- _Passage given_
# how to breed and sex pearlscale goldfish?



## I Love Tetras And Oscar (Jan 12, 2012)

i was thinking of breeding them because they are fat and cute but how do we sex them? how long will they grow to, 2 inch? and what do we need to breed them?


----------



## thekoimaiden (Oct 19, 2011)

Pearlscale goldfish get a little longer than 2 inches. Try 5 or 6 inches. And they are just as messy as any other goldfish. If you've never properly kept goldfish before I wouldn't recommend breeding them. Goldfish aren't the easiest to sex but it can be done when they are mature. I can't exactly remember how. Something about tubercules. Sexing Goldfish This article explains it better. 

Breeding goldfish isn't that easy. You can't keep the young with the parents. You're going to need a lot of space as those buggers grow fast. Growing goldfish need space to prevent stunting. 

If you want to breed, there are easier things out there. I've heard BN plecos breed very easily. And livebearers are always good to breed.


----------



## I Love Tetras And Oscar (Jan 12, 2012)

- _Data provided_
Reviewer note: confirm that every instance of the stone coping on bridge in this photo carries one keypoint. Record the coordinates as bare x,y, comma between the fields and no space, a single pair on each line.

- _The exercise_
Continue the forum thread on breeding pearlscale goldfish from where it stops.

- _Answer to this exercise_
I do raise them before long time ago but i never breed them, also how long will it take them to grow if they are still fry? Can you explain what i need for the breeding please?


----------



## thekoimaiden (Oct 19, 2011)

I've never bred them. This sounds like a question for the breeding subforum. You can find it here. Fish Breeding 

Or you could PM Lupin, our resident goldfish expert. I'm no expert, but I have kept them for a while. Breeding (in any form) isn't my thing.


----------



## Lupin (Aug 2, 2006)

I Love Tetras And Oscar said:


> I do raise them before long time ago but i never breed them, also how long will it take them to grow if they are still fry? Can you explain what i need for the breeding please?


Goldfish reach an inch when they're at least 4-5 weeks. They tend to grow incredibly fast at first especially when they are kept in tubs with plenty of plants. Beware of where you are getting your plants. I lost hundreds of my goldfish fry to dragonfly nymphs!

Please reconsider breeding if you are lacking enough space because these are definitely going to take up a lot of filtration and water changes with plenty of wastes produced. Do not expect all the fry to survive adulthood. On the other hand, it would be much better if you focus on half a dozen fry to raise with than deal with hundreds of stunted fish. Quality over quantity.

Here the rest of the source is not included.